> _ENTRIES SUPPLIED_

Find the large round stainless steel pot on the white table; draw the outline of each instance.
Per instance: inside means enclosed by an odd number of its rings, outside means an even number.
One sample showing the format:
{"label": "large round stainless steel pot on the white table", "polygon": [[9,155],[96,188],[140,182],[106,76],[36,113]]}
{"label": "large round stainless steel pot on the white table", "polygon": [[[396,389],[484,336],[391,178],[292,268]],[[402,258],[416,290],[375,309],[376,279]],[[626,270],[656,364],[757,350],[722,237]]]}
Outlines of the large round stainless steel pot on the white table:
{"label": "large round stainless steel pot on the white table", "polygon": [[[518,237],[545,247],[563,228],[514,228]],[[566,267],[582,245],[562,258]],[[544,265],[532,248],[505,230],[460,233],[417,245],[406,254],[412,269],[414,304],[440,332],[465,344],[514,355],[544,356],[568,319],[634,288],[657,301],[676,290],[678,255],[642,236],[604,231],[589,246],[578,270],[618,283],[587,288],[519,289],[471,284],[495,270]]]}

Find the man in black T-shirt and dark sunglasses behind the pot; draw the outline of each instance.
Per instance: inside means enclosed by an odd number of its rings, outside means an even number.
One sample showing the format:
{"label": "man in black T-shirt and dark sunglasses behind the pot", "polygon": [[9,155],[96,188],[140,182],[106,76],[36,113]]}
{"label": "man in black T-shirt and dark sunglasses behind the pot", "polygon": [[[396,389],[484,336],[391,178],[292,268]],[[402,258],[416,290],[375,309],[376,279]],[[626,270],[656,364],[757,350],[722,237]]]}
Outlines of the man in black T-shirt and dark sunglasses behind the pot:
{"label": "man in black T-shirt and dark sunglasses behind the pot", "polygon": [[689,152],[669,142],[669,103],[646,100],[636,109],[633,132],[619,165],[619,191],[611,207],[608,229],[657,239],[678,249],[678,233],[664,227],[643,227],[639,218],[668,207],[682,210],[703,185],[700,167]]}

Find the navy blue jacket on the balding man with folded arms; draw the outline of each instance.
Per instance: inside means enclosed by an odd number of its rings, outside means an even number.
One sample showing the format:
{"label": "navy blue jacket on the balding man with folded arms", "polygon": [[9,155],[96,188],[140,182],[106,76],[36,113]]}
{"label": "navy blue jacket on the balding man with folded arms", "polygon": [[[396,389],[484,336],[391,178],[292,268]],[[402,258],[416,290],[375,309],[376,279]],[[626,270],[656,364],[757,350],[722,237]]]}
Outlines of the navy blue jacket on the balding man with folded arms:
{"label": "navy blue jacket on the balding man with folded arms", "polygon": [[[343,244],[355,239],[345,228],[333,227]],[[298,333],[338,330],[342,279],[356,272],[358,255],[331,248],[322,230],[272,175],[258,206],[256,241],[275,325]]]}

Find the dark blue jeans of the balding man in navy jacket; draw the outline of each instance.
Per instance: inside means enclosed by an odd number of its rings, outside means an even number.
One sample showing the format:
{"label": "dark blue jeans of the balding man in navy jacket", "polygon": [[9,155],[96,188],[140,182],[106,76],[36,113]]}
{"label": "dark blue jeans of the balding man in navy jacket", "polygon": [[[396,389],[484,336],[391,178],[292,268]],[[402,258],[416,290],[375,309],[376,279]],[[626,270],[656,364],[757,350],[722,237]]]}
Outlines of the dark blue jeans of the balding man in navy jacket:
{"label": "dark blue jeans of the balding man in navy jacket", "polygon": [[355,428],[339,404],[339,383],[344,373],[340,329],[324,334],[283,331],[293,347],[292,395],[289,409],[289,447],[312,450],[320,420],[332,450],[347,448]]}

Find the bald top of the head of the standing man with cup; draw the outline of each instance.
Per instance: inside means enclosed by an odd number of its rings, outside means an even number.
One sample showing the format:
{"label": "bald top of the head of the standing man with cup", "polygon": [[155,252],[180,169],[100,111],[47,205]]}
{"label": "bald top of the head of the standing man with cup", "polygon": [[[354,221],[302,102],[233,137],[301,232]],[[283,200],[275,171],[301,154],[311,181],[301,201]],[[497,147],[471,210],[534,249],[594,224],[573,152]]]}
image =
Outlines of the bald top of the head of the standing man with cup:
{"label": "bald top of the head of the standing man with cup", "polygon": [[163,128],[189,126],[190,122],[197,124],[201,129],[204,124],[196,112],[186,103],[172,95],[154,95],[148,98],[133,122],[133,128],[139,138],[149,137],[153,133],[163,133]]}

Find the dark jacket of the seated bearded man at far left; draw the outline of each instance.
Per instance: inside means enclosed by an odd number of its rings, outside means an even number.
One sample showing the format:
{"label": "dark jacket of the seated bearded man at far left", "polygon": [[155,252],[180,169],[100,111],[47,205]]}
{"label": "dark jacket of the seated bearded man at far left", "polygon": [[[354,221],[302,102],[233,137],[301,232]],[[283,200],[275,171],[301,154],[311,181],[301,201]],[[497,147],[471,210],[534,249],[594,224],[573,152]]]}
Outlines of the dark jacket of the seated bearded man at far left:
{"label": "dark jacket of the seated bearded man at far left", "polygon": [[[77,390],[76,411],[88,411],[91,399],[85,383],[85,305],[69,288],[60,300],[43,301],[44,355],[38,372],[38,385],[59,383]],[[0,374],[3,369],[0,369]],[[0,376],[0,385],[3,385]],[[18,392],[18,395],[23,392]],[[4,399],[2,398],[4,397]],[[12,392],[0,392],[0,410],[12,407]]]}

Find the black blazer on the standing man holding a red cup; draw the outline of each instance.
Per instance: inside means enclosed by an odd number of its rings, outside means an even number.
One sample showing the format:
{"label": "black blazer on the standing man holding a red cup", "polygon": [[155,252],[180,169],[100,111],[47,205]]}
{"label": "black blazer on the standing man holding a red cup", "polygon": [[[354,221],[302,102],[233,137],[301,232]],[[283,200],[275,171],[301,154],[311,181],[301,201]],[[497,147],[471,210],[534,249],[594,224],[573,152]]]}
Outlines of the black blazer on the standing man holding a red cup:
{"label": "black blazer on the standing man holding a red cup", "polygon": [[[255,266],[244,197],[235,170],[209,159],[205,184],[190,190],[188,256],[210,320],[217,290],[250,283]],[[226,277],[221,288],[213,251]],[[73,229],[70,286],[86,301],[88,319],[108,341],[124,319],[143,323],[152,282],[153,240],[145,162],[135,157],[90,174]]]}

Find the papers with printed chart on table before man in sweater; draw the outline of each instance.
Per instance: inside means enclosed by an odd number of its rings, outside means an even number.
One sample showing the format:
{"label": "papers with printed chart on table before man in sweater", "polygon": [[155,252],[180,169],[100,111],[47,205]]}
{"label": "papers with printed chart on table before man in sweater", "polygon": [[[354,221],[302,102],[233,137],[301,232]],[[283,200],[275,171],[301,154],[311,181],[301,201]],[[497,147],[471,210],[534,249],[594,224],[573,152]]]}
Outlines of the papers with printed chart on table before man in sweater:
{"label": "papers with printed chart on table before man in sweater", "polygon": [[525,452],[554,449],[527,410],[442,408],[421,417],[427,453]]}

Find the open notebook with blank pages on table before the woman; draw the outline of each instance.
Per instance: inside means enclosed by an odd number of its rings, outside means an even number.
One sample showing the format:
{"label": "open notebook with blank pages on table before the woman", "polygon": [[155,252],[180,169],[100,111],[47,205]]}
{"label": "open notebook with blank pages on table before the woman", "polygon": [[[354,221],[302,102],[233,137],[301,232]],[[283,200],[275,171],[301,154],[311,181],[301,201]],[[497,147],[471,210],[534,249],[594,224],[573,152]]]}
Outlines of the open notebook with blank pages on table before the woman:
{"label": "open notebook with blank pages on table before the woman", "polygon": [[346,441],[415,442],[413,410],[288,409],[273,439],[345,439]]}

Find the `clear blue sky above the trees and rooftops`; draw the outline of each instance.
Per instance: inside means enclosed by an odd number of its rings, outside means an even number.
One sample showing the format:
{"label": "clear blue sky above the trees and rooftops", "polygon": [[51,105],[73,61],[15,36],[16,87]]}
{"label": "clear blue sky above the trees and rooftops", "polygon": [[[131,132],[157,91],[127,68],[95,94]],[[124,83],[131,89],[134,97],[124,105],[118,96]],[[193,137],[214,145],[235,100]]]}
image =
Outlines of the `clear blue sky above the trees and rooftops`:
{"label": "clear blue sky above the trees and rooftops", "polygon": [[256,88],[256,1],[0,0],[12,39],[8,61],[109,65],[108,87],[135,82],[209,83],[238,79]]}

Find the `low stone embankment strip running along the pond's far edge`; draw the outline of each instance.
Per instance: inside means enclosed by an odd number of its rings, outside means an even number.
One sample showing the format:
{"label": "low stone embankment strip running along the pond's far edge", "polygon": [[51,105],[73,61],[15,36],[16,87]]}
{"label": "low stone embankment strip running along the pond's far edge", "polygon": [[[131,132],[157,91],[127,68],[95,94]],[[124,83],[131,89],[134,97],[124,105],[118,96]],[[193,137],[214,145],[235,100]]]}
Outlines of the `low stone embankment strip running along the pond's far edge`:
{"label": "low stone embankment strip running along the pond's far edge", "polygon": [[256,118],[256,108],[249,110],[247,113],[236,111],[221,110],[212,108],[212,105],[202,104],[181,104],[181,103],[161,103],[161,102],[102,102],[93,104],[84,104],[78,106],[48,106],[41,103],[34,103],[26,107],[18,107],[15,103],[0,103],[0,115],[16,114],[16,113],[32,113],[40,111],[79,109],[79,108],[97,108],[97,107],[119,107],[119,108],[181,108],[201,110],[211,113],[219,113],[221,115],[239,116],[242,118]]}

==

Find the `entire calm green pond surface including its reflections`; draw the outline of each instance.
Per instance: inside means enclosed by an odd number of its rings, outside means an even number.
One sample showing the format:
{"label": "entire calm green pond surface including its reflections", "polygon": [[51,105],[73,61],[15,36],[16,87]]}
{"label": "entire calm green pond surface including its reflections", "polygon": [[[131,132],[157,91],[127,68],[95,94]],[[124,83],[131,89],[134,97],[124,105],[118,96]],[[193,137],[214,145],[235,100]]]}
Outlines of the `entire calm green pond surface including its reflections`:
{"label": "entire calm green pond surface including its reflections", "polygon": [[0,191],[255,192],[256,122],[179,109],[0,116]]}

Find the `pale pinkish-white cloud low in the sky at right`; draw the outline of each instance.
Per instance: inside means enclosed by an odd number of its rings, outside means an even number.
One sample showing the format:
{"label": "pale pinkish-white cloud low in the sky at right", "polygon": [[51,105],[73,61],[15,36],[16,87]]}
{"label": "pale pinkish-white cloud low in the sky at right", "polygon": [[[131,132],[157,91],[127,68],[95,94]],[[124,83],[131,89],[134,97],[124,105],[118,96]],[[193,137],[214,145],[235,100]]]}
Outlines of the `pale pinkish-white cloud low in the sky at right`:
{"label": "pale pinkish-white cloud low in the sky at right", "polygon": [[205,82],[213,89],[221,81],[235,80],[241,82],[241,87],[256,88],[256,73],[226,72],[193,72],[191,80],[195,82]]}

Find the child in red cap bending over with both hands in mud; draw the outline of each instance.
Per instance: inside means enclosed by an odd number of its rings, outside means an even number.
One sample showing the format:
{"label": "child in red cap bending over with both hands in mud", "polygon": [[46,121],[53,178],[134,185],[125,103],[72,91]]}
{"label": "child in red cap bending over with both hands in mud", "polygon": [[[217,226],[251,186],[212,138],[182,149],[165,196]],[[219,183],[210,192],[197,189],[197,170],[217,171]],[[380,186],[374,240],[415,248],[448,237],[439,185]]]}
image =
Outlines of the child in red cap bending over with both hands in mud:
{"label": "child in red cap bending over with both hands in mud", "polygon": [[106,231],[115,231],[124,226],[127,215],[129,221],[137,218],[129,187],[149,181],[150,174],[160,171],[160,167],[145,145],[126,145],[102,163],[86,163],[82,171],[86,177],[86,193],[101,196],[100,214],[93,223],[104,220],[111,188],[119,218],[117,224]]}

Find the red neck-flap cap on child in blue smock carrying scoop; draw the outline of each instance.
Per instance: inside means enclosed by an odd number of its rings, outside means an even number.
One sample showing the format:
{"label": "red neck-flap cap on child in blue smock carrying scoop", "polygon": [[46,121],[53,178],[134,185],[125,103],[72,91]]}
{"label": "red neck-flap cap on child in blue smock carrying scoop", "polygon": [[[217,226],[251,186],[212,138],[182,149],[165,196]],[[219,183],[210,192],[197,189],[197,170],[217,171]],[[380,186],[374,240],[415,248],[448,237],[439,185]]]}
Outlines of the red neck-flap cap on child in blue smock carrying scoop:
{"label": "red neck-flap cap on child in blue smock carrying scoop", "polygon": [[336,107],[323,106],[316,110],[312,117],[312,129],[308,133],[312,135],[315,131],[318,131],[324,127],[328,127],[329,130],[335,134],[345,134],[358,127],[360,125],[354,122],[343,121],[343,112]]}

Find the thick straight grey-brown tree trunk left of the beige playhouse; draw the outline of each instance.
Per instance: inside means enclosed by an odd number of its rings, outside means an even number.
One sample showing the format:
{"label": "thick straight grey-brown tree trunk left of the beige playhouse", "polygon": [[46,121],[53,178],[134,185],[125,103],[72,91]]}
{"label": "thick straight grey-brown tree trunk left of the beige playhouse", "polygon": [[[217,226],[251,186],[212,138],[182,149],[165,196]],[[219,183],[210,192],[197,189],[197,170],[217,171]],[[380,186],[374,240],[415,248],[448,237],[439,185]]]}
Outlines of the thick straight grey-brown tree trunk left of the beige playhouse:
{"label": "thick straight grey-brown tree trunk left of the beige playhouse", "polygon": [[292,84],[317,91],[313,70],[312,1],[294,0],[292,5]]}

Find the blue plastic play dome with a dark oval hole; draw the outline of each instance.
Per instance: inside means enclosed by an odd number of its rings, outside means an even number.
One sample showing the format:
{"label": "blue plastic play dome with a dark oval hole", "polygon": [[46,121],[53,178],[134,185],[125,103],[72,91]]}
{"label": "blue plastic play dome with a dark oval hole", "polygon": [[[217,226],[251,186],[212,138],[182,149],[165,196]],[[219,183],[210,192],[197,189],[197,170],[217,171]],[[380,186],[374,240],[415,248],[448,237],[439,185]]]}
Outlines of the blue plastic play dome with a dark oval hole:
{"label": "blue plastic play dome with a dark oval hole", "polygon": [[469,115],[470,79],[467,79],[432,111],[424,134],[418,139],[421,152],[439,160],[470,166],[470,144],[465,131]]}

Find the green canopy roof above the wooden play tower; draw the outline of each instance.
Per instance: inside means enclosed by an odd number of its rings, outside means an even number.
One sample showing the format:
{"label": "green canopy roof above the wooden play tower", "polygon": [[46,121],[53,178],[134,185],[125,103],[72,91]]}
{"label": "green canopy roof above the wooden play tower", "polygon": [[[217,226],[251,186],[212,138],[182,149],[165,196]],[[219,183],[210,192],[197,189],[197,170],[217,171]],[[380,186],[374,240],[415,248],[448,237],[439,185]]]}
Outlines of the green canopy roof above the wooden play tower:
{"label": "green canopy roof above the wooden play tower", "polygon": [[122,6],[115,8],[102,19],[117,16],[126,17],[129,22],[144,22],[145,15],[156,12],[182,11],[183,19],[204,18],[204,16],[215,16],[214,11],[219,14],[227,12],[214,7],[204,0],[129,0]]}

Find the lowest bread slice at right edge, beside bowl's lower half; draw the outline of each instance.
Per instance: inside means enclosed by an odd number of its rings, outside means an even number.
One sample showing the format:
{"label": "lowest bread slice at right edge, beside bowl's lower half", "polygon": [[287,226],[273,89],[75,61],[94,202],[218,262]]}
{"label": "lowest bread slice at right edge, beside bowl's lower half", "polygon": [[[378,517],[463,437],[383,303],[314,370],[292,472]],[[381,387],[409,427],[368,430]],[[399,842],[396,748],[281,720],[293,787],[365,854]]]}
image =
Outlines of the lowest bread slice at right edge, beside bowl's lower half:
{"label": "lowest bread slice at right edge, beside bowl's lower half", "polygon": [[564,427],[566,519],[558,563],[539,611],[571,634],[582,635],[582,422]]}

> _THE PROBLEM_
Using the data above, print exactly the lines from the line that contains "Outlines of the navy" through the line that contains "Find the dark blue", with both included.

> _WRITTEN ANSWER_
Outlines of the navy blue jacket on the balding man with folded arms:
{"label": "navy blue jacket on the balding man with folded arms", "polygon": [[[343,244],[355,239],[345,228],[333,227]],[[298,333],[338,330],[342,279],[356,272],[358,255],[331,248],[322,230],[272,175],[258,206],[256,241],[275,325]]]}

Find the dark blue jeans of the balding man in navy jacket; draw the outline of each instance.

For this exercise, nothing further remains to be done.